#### PROBLEM:
Write down part of the passage on hearsay in expert testimony below, word for word: begin at the words "Relying on Sanchez, defendant" and stop after "of impermissible testimony.".

#### PASSAGE:
········
Relying on Sanchez, defendant argues that his conviction must be reversed because it was based on inadmissible hearsay “conveyed through expert testimony.” We disagree. As Sanchez made clear, the part of the expert‘s testimony that may be excluded on hearsay ground is that relating “case-specific facts about which the expert has no independent knowledge.” (Sanchez, supra, 63 Cal.4th at p. 676.) None of Rienhardt‘s statements falls in this category of impermissible testimony.
On direct examination, Rienhardt testified that, in his field, it is standard practice to identify pharmaceutical pills by visual inspection, whereby one compares markings found on the pills against a database of imprints that the Food and Drug Administration requires to be placed on tablets containing controlled substances. He then testified that he performed this visual inspection on the pills seized from defendant and formed the opinion that they
On the other hand, some of Rienhardt‘s testimony elicited on cross-examination constituted hearsay. In response to questioning by defense counsel, Rienhardt explained that the database he used “tell[s] you” that pills displaying a certain imprint “contain[] alprazolam, 2 milligrams.” This information was hearsay but, crucially, not case specific.2
Rienhardt‘s statement concerning what the database “tell[s] you” related general background information relied upon in the criminalist‘s field. The facts disclosed by the database, and conveyed by Rienhardt, are “about what [any generic] pills containing certain chemicals look like.” (Veamatahau, supra, 24 Cal.App.5th at p. 75, fn. omitted.) The database revealed nothing about “the particular events . . . in the case being tried,” i.e., the particular pills that Sergeant Simmont seized from defendant. (Sanchez, supra, 63 Cal.4th at p. 676.) Any information about the specific pills seized from defendant came from Rienhardt‘s personal observation (that they contained the logos “GG32 or 249“) and his ultimate opinion (that they contained alprazolam), not from the database. In short, information from the database is not case specific but is the kind of background information experts have traditionally been able to rely on and relate to the jury. (See Sanchez, supra, 63 Cal.4th at pp. 685-686; People v. Garton (2018) 4 Cal.5th 485, 506-507; People v. Anthony (2019) 32 Cal.App.5th 1102, 1131; People v. Espinoza (2018) 23 Cal.App.5th 317, 321 (Espinoza); People v. Blessett (2018) 22 Cal.App.5th 903, 943; Iraheta, supra, 14 Cal.App.5th at p. 1243; Vega-Robles, supra, 9 Cal.App.5th at p. 408; Meraz, supra, 6 Cal.App.5th at pp. 1174-1175.)
········
#### THE DATA:
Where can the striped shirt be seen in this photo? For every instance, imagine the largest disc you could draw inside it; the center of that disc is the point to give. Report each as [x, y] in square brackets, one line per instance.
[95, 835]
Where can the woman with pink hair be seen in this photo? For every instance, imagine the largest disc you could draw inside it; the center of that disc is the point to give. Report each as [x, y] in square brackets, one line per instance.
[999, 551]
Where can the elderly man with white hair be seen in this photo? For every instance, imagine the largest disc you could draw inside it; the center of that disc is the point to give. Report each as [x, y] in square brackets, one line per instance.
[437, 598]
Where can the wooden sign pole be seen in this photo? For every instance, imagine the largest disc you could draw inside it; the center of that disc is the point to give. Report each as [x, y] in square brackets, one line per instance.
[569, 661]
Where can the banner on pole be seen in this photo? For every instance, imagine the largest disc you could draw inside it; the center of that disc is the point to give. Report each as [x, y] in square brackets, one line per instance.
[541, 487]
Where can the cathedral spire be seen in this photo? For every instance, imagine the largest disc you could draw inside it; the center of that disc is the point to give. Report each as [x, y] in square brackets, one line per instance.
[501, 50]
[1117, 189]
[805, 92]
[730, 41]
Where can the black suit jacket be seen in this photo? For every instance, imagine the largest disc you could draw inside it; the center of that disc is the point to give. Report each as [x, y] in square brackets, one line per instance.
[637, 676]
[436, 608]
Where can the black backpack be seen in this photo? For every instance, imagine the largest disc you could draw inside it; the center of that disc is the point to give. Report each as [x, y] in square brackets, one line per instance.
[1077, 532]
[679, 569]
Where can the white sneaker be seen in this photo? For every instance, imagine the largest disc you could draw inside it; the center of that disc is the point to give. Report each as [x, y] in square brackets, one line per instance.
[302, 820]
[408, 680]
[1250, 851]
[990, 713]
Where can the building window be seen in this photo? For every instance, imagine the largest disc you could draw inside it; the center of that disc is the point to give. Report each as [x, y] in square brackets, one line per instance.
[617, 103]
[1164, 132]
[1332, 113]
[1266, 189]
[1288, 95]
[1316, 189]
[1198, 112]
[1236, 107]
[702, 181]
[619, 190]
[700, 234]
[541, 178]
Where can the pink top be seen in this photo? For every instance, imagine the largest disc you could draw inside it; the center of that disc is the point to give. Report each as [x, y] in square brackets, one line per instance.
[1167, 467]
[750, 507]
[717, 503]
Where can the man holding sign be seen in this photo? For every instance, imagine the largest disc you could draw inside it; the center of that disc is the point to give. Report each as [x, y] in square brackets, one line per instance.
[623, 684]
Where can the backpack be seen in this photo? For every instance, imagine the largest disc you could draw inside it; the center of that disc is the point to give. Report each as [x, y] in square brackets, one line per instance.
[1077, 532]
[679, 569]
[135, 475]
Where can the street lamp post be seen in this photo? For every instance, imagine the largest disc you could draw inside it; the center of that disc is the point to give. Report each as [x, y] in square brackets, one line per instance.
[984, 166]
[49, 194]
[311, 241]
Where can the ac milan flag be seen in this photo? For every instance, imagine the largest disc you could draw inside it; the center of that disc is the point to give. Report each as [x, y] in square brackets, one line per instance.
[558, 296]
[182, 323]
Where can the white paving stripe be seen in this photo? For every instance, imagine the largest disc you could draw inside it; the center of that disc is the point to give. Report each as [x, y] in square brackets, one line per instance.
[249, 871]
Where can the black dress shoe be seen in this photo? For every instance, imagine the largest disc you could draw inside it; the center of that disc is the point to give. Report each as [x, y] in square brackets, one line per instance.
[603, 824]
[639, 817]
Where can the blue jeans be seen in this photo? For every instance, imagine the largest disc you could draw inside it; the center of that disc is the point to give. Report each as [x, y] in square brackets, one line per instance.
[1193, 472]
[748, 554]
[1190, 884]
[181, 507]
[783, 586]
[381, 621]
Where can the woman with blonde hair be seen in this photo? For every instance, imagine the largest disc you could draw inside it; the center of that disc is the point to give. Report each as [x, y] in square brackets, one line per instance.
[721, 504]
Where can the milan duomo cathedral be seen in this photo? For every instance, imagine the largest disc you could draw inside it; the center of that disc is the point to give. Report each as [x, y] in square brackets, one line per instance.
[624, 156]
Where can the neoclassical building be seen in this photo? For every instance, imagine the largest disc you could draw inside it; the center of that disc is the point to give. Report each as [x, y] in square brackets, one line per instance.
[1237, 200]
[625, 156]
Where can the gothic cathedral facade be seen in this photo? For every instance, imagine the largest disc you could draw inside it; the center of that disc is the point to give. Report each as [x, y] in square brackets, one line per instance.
········
#### SOLUTION BELOW:
Relying on Sanchez, defendant argues that his conviction must be reversed because it was based on inadmissible hearsay “conveyed through expert testimony.” We disagree. As Sanchez made clear, the part of the expert‘s testimony that may be excluded on hearsay ground is that relating “case-specific facts about which the expert has no independent knowledge.” (Sanchez, supra, 63 Cal.4th at p. 676.) None of Rienhardt‘s statements falls in this category of impermissible testimony.